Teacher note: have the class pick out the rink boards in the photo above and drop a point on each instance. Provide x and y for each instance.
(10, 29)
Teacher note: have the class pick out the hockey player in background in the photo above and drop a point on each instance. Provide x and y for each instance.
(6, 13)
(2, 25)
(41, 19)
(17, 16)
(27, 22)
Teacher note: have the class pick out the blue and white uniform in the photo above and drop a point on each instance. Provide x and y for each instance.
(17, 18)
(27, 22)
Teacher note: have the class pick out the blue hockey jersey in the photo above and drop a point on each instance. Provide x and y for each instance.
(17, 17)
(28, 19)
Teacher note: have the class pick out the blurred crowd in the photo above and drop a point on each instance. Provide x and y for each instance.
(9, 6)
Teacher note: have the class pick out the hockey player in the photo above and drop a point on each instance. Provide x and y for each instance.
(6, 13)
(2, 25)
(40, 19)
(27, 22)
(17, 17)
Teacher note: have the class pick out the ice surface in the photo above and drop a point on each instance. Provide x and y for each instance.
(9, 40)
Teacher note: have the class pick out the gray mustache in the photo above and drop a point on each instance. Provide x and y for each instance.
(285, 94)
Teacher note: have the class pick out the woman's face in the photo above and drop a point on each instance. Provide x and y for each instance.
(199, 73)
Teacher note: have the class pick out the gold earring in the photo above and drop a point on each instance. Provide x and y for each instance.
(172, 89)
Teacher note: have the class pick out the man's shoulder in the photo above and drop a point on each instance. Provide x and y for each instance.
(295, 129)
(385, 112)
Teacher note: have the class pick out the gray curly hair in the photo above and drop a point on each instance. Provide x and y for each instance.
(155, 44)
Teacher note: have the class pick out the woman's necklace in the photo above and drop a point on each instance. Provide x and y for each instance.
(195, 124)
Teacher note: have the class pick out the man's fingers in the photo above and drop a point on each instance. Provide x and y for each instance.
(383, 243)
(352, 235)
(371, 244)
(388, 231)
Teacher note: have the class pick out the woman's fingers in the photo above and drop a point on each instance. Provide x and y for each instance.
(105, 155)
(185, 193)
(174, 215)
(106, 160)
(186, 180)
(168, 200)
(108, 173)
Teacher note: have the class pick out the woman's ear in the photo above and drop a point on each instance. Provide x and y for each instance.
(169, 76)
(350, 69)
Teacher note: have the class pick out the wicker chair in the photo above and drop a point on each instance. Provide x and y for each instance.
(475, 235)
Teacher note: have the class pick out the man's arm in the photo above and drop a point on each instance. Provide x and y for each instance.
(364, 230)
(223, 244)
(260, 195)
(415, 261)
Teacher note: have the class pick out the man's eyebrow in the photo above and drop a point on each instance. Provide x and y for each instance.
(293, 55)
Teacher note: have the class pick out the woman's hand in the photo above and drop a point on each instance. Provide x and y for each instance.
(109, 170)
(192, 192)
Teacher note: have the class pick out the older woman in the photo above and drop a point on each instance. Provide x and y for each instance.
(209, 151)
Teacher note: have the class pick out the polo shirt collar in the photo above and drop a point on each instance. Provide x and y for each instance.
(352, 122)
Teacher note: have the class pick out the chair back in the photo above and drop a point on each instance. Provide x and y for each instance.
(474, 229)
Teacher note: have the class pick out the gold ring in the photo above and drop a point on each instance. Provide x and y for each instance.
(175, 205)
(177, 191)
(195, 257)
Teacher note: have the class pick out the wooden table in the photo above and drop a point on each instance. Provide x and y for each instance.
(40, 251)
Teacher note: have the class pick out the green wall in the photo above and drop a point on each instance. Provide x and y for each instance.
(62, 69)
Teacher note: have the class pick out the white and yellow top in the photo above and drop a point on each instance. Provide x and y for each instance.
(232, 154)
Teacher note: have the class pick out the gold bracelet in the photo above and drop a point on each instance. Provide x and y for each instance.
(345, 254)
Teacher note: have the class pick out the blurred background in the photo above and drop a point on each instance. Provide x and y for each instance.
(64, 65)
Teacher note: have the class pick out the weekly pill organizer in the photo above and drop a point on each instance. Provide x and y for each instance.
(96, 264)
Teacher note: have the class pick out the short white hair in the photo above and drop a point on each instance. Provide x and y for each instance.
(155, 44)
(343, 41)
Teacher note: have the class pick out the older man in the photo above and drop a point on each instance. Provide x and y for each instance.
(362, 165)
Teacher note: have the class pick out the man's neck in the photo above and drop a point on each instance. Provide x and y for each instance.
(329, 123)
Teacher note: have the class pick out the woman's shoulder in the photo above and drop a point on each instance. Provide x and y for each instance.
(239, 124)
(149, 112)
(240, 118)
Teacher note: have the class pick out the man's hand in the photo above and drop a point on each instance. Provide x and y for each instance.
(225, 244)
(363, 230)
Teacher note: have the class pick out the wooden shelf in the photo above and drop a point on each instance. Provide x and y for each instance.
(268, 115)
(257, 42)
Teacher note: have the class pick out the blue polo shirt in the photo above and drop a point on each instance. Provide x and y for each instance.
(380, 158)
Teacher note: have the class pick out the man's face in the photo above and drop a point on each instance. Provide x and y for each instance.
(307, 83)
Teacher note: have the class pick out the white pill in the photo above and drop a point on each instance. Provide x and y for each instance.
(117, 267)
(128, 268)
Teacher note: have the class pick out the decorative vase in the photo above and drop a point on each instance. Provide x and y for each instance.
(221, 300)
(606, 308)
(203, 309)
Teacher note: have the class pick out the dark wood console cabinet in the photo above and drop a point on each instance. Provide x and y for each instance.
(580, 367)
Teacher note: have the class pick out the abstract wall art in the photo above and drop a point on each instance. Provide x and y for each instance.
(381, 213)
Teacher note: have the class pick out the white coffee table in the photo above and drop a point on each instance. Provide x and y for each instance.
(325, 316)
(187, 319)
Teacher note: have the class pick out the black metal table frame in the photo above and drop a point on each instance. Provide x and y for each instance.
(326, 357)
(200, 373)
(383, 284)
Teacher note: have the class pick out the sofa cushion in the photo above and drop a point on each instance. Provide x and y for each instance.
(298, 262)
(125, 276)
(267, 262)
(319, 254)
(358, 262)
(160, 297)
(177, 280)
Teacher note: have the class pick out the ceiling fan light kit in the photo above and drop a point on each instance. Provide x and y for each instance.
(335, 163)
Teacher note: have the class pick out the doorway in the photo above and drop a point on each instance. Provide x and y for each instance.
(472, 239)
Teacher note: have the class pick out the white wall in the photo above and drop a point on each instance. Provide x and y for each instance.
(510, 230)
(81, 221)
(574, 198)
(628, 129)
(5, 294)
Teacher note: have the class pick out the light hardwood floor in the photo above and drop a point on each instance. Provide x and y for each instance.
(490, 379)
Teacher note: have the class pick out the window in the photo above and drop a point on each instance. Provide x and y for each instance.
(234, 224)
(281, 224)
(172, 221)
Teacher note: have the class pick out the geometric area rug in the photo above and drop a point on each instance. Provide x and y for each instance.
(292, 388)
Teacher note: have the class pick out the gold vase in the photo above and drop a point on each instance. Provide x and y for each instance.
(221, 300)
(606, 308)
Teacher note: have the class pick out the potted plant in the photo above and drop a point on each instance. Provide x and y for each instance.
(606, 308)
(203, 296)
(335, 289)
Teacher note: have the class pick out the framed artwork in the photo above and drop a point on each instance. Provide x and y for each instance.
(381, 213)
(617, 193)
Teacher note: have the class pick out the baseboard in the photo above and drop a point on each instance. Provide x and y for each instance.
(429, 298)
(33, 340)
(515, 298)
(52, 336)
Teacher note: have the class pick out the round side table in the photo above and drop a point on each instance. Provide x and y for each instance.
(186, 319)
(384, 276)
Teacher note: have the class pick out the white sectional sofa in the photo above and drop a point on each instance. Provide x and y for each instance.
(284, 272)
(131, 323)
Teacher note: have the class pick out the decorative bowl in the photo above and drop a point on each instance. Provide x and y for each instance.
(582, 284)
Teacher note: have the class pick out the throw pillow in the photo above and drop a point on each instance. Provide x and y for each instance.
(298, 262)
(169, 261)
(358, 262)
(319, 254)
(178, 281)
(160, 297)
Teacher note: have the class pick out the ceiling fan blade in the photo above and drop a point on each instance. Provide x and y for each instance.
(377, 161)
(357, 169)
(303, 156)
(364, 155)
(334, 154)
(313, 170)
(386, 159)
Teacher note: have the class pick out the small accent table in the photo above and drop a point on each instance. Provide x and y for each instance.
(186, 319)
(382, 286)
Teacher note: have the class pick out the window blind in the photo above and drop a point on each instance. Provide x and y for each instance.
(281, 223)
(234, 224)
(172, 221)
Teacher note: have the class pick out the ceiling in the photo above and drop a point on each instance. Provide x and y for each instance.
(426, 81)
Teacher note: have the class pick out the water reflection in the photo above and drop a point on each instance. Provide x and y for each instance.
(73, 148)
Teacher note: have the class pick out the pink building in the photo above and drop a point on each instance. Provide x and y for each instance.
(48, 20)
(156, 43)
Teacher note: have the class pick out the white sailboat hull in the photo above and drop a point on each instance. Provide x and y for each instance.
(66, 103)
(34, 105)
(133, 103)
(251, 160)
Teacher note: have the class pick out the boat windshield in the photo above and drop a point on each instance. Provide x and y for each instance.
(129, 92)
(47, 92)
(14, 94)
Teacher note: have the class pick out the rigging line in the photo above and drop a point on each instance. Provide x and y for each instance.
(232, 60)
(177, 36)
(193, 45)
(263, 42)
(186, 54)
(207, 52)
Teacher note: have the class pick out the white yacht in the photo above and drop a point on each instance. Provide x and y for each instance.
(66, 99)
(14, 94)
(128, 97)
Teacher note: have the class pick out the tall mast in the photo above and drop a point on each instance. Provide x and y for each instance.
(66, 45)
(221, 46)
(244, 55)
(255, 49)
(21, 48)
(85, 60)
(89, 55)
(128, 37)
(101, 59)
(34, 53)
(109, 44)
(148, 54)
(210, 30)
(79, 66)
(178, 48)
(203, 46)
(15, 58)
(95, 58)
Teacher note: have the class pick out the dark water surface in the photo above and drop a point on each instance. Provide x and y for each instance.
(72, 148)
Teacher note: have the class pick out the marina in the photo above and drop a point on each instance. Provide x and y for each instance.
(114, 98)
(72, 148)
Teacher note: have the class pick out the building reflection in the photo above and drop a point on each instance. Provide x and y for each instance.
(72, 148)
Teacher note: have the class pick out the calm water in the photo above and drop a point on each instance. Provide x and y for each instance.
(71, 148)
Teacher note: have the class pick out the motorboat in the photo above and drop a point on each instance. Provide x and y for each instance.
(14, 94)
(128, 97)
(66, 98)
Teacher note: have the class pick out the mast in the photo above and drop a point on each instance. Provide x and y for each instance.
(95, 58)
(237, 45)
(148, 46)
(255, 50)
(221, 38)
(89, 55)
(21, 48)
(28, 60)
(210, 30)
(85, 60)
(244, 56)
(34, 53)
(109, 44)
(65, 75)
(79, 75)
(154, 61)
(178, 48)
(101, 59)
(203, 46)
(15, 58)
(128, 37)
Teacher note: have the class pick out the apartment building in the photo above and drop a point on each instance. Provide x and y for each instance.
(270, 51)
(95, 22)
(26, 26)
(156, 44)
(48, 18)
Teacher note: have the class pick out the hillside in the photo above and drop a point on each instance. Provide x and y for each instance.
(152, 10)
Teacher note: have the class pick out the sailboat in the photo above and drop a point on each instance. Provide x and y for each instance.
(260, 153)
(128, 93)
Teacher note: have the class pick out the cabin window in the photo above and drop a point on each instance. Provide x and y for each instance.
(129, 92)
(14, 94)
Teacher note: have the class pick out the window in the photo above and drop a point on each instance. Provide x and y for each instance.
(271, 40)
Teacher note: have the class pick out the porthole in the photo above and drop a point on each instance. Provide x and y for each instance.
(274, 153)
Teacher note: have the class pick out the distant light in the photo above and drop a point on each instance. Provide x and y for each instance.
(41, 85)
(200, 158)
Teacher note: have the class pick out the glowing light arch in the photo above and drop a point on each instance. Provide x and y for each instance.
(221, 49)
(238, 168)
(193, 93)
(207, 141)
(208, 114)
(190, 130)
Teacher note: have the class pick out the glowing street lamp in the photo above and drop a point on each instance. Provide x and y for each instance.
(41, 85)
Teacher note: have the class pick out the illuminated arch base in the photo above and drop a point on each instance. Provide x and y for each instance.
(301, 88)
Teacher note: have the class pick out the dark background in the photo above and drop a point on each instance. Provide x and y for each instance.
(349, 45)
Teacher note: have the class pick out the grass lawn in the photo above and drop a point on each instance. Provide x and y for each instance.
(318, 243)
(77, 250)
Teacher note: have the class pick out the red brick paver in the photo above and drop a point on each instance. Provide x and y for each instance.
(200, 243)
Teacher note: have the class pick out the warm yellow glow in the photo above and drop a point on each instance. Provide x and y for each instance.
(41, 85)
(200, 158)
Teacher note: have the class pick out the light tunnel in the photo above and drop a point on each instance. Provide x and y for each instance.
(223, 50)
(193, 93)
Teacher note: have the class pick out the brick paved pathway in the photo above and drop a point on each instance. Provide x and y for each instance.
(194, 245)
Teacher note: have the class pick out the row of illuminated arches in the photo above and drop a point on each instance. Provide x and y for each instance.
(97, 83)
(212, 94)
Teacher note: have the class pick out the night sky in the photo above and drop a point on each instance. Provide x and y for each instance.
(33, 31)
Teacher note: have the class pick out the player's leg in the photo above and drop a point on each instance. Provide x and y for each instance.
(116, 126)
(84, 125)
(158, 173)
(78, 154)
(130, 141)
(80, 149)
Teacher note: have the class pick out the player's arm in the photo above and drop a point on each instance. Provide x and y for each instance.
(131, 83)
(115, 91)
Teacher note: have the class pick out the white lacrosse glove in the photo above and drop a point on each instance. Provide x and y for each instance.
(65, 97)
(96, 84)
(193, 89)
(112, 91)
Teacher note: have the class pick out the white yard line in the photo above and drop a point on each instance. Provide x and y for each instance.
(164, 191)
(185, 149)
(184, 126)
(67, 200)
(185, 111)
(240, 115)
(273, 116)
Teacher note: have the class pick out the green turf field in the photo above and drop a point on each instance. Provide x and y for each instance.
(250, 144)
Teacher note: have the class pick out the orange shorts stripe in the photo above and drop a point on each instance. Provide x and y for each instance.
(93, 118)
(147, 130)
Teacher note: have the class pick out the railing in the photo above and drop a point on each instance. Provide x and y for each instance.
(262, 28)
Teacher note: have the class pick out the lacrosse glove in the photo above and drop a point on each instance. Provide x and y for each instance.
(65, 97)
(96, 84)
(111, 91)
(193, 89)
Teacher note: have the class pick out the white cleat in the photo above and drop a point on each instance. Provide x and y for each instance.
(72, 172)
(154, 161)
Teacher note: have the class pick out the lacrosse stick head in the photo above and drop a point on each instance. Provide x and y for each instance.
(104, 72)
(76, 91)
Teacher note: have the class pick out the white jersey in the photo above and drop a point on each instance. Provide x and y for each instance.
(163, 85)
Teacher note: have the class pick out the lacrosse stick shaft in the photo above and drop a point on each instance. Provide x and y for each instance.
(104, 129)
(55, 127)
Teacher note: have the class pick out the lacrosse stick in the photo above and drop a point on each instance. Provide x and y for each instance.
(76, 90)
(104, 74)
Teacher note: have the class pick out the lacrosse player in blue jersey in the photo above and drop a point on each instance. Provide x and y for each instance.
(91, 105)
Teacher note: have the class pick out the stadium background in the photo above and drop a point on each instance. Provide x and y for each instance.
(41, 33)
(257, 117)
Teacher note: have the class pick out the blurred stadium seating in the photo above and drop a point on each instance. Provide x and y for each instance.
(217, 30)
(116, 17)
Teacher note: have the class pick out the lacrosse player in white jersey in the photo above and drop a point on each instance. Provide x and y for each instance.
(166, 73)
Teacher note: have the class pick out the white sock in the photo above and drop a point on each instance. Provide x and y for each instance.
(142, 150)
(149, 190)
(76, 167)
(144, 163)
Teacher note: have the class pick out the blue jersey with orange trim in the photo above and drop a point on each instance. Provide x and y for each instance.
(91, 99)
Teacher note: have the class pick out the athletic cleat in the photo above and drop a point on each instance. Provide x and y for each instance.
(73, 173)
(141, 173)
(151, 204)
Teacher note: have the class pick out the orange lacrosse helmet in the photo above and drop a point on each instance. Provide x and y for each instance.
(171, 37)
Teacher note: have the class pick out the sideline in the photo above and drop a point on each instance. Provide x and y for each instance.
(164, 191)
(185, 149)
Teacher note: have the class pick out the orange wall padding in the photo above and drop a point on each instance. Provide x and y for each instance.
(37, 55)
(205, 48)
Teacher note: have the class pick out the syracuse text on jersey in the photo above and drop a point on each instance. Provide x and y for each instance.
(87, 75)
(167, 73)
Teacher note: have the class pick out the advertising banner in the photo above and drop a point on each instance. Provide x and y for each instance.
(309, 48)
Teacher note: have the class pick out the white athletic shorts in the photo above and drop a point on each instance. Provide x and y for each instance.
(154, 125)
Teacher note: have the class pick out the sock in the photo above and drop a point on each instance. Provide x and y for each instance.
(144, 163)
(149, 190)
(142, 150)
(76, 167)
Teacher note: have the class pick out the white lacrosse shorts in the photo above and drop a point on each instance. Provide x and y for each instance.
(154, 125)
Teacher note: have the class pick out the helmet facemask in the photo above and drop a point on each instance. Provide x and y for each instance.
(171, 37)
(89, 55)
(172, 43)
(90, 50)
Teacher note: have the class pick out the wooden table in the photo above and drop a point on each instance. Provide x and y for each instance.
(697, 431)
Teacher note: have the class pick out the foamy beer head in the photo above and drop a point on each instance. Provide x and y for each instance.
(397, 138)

Request
Starting at the line that contains "Teacher note: have the class pick out the foamy" and ending with the last line of the entries, rewrite those lines as a numbered list, leaving out any blank lines.

Answer to this task
1. Teacher note: have the class pick out the foamy beer head in the photo above and drop a point on each instance. Provide x and y for each instance.
2. (397, 138)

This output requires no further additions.